» SET EXERCISE
Copy out the material from the line containing "Rules. Find each instance of the wooden pole" through the end of the material, inclusive, requests included. Adjust every coordinate in the answers by adding -77.

[Dataset items]
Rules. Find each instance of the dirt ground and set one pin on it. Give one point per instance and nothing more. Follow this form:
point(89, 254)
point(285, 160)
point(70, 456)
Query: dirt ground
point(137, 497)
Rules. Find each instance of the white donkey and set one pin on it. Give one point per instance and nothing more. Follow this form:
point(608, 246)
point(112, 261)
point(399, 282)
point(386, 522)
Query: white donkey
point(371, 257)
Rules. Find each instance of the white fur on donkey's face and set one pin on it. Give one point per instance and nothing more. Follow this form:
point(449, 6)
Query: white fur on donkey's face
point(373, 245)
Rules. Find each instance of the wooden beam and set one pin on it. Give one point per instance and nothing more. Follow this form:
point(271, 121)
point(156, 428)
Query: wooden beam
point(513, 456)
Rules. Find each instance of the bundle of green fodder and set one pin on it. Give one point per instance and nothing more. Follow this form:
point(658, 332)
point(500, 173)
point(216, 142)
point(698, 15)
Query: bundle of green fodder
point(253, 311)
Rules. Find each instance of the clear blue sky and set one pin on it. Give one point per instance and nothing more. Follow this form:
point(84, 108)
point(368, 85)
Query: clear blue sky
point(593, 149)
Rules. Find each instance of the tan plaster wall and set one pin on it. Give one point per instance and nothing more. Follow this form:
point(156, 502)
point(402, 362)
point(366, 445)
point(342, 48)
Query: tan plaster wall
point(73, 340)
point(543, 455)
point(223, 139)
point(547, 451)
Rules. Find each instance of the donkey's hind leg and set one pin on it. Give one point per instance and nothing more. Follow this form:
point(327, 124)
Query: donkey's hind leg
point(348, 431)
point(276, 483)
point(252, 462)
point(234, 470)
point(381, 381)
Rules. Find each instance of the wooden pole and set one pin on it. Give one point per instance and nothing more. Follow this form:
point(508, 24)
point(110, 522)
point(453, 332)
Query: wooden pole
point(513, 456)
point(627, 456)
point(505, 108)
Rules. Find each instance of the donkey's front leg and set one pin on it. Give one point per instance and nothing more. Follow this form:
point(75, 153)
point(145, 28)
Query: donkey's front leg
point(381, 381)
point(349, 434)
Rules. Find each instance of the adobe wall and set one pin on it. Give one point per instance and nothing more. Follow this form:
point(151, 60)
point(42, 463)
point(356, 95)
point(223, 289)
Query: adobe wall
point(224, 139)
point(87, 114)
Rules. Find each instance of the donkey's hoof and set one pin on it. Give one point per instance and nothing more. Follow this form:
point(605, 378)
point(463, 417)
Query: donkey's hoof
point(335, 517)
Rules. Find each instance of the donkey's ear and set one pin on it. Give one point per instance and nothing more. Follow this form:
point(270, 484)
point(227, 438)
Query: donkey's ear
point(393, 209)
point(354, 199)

» SOLUTION TO THIS EXERCISE
Rules. Find each instance of the wooden pole and set one pin on it. Give one point per instance and nothing more. Follow this form:
point(508, 24)
point(110, 522)
point(453, 332)
Query: wooden pole
point(436, 379)
point(550, 379)
point(428, 31)
Rules. Find each instance of the donkey's front leg and set one pin on it. Give one point per instance and nothing more. Follow this form:
point(75, 153)
point(145, 28)
Query: donkey's front leg
point(304, 304)
point(272, 357)
Rules. Find each instance of the adobe wall and set one pin on it. Give one point per instance and nothing more. Follow this form:
point(151, 60)
point(42, 463)
point(356, 95)
point(223, 289)
Query: adobe wall
point(147, 62)
point(10, 37)
Rules. Find each instance of the donkey's hoof and set one pin on it. Give one point per instance and nothing more. Follow this form:
point(605, 378)
point(463, 417)
Query: donkey's hoof
point(258, 440)
Rules. Find each instance of the donkey's ear and set one pin on it. Give one point per instance and nothing more. Follow this form:
point(270, 484)
point(227, 438)
Query: donkey's ear
point(316, 132)
point(277, 122)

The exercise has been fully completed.